=== Zadanie A ===
Streść tekst z mikrobloga w dwóch zdaniach.

##### Wybrany fragment

Wpis z mikrobloga

Zastanawiam się dlaczego wielka i potężna społeczność #opensource i klubu miłośników i kompilatorów jąderek #linux a nie zrobi społecznościowej zrzuty dla poważnego studia #gamedev celem stworzenia sensownej platformówki klasy #aaa pokroju raymana czy innego spyro, z ich pingiwnią maskotką #tux em, skoro wypromowaliśmy wiedźmina, byłaby z tego dobra promocja dla całego linuxa, ja bym pograła w przygody fotorealistycznego z obsługą #raytracing u (kreskowkowego) pingwina z pieknie lsniacym futrem który przemierza świat przez magiczne krainy walcząc ze złem i głupotą tylko mamy jakiś tux racer czy inny supertux jakby upośledzony gimnazjalista robił go na przerwach na zaliczenie 20 lat temu, gdzie dzisiaj w przeglądarce w jsie lepsze gierki się trzaska #grykomputerowe #gry #pomyslykingi
  • 7
@KingaM: po co. Po pierwsze jedna gra nic nie zmieni a po drugie ciężko oczekiwać, że ktoś zapłaci za grę czy sfinansuje jej produkcję, skoro dla wielu synonimem opensource jest "za darmo" i nie korzystają z Windows nie dlatego, że jest zły dla nich tylko, że nie mogli by spać, gdyby musieli zapłacić za coś :)

##########
##### Dane do zadania

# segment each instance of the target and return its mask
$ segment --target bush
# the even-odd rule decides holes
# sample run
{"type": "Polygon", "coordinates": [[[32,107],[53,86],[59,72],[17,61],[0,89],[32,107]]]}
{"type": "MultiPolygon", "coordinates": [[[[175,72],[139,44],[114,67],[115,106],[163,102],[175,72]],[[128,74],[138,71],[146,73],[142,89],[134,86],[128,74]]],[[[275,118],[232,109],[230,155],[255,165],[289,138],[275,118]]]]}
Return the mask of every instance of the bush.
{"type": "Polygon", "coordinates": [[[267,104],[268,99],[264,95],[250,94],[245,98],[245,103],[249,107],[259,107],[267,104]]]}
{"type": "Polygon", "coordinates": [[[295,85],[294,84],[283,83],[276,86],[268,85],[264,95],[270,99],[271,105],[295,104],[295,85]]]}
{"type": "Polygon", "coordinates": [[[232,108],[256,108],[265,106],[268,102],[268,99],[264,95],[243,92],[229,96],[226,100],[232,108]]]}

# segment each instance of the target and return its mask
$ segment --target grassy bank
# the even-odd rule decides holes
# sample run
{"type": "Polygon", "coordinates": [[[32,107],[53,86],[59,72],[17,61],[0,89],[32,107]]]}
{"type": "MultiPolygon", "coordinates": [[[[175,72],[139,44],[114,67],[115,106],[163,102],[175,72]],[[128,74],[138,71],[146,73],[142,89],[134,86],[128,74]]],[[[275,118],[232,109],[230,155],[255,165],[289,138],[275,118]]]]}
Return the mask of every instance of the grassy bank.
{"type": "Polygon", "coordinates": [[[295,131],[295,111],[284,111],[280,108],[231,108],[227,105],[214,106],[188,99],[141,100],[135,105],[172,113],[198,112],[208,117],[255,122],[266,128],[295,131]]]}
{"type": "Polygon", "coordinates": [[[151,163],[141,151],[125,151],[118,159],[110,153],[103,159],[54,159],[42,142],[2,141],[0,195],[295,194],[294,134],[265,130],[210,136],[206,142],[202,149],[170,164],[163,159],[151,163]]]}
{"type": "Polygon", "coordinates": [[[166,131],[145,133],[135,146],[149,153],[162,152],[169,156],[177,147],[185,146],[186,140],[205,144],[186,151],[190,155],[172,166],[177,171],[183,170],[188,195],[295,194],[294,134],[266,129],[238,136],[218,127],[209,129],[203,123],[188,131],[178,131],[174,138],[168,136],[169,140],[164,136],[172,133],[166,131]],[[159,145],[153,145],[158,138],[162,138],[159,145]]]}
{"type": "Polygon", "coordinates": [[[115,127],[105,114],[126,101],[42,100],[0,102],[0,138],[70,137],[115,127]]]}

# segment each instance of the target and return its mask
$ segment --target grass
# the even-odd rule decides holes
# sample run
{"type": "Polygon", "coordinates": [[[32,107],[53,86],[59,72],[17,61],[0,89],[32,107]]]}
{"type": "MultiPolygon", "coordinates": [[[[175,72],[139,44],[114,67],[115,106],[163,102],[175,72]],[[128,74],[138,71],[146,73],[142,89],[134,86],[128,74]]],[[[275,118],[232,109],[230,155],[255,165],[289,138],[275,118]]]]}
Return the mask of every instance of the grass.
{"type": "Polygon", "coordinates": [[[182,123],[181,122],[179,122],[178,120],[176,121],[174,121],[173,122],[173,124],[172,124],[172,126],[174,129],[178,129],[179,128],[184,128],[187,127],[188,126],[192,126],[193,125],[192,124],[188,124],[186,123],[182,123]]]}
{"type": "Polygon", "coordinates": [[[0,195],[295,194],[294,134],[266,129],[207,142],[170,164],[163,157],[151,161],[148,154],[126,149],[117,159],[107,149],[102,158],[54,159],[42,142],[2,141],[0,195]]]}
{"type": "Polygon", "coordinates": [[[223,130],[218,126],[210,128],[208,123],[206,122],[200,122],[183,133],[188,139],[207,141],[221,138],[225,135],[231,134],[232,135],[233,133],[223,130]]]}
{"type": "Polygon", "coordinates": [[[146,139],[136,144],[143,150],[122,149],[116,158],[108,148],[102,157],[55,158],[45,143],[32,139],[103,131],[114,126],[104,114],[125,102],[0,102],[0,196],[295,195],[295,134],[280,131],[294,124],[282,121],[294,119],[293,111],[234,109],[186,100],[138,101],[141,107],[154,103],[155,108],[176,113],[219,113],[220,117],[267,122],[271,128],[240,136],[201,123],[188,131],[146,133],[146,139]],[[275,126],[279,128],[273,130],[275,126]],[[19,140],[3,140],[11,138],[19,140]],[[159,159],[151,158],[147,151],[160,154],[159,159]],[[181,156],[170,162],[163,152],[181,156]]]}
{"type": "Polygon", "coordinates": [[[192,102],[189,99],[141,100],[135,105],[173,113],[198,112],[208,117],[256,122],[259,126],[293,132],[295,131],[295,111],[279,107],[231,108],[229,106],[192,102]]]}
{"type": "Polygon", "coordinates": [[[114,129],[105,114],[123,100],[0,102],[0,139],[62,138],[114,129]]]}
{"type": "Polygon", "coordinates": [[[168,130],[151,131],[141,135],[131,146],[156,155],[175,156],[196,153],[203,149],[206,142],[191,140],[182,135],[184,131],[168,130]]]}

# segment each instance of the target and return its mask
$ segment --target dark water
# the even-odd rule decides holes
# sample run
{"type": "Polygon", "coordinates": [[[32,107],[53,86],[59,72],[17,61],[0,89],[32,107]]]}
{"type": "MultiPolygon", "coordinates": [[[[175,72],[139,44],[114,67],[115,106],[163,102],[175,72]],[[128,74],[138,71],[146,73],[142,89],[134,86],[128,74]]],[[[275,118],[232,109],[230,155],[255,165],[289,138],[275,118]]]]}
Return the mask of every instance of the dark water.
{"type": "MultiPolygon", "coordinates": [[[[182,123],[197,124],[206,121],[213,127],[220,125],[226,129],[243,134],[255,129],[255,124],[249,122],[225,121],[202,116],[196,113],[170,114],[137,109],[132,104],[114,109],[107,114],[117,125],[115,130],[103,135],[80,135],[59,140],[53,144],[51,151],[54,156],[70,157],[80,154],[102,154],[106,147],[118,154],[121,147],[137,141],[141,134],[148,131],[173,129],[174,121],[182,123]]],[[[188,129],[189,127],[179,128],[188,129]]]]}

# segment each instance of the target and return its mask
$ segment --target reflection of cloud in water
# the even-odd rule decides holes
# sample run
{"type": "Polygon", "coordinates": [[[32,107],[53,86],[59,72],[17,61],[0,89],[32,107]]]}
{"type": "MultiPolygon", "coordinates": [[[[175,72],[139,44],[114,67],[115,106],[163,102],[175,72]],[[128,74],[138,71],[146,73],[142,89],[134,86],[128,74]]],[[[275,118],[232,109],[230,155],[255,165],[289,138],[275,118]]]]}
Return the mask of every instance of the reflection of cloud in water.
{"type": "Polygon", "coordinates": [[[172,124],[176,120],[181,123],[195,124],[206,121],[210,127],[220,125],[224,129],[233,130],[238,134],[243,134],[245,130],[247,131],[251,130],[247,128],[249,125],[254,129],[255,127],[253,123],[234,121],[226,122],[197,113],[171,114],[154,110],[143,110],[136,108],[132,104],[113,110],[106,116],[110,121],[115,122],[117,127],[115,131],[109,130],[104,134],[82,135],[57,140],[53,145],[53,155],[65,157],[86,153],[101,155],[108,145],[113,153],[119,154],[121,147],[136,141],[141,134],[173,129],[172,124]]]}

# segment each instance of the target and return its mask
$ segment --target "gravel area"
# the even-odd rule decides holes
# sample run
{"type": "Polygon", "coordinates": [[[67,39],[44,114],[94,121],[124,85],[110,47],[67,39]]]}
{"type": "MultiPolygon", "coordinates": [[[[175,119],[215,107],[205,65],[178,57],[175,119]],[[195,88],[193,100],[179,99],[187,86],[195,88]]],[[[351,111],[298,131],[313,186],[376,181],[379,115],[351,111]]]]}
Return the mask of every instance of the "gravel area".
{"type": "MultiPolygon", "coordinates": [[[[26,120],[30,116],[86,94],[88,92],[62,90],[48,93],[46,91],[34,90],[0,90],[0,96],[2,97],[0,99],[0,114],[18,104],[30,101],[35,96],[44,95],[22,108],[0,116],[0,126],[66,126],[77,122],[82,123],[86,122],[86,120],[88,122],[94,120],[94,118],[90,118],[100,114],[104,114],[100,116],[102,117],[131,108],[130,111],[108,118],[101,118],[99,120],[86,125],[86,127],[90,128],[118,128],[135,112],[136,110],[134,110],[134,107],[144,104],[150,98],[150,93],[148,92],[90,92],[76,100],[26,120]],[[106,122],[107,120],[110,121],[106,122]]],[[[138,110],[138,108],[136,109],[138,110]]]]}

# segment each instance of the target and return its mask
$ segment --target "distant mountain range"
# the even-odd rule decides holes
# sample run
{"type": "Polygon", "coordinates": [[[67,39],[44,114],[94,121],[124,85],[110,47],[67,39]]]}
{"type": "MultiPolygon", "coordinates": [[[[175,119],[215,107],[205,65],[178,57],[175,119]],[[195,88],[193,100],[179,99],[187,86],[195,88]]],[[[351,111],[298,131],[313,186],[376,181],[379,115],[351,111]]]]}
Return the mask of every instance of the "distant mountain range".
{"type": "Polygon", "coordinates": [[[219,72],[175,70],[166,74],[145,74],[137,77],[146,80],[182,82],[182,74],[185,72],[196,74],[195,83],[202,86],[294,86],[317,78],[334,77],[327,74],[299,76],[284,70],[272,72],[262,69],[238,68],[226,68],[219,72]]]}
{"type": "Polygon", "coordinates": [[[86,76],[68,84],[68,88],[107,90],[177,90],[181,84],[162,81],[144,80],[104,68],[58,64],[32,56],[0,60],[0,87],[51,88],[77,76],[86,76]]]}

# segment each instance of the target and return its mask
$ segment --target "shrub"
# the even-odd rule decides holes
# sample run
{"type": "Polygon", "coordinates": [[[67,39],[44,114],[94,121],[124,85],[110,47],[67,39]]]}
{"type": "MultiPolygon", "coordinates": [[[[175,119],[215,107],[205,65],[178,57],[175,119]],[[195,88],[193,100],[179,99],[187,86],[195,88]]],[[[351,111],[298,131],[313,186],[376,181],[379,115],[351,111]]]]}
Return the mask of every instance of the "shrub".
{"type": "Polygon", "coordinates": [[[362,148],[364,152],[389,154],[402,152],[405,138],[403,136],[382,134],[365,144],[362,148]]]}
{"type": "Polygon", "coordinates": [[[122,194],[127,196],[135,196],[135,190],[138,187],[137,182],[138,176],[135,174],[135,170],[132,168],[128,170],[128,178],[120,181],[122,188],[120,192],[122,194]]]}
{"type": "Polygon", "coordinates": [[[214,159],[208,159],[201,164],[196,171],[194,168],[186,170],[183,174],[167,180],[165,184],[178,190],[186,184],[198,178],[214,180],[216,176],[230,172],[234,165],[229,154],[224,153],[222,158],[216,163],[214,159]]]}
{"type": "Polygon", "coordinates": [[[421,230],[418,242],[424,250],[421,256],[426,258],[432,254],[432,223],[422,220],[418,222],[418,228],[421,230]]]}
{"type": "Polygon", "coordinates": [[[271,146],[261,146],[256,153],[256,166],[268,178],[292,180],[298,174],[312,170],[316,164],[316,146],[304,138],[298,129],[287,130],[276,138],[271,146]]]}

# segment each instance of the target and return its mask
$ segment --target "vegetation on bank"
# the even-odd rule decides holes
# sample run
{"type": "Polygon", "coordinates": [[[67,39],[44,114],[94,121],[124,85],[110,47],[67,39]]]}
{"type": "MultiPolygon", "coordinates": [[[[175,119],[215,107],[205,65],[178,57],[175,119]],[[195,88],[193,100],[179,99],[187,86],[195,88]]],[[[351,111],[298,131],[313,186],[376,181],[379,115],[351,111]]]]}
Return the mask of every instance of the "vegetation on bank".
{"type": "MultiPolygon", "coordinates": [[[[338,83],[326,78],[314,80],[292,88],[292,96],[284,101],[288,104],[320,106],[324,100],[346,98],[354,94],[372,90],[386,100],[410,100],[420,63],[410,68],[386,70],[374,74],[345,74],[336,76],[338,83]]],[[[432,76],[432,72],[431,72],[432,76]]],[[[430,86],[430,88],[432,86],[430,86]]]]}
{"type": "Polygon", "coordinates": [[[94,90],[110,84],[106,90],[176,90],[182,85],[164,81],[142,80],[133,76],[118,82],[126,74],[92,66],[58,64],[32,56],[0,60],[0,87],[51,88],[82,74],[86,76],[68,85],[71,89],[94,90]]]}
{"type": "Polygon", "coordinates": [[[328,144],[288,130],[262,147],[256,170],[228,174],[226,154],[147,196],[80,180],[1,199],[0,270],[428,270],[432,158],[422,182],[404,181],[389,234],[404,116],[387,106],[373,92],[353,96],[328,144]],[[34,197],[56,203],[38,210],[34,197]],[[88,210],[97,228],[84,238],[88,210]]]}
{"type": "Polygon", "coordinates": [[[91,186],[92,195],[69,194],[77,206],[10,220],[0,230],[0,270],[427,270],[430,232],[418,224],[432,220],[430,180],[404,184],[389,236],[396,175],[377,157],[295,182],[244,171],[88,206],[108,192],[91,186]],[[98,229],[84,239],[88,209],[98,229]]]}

##########

=== Zadanie B ===
Znajdź w pozycjach powyżej każdy wiersz zawierający ciąg „every” i przepisz te wiersze, uwzględniając wielkość liter.

=== Pełna odpowiedź A ===
W tekście z mikrobloga pada pytanie, dlaczego społeczność open source i Linuksa nie zorganizuje zbiórki dla poważnego studia, które stworzyłoby platformówkę klasy AAA z pingwinem Tuxem, skoro byłaby to dobra promocja dla całego Linuksa, a istniejące gry w rodzaju Tux Racer czy SuperTux wypadają słabo. W odpowiedzi pada uwaga, że jedna gra nic nie zmieni, a trudno oczekiwać, że ktoś sfinansuje jej produkcję, skoro dla wielu open source oznacza po prostu „za darmo”.

=== Pełna odpowiedź B ===
Return the mask of every instance of the bush.
Return the mask of every instance of the grassy bank.
Return the mask of every instance of the grass.
Return the mask of every instance of the dark water.
Return the mask of every instance of the reflection of cloud in water.
Return the mask of every instance of the "gravel area".
Return the mask of every instance of the "distant mountain range".
Return the mask of every instance of the "shrub".
Return the mask of every instance of the "vegetation on bank".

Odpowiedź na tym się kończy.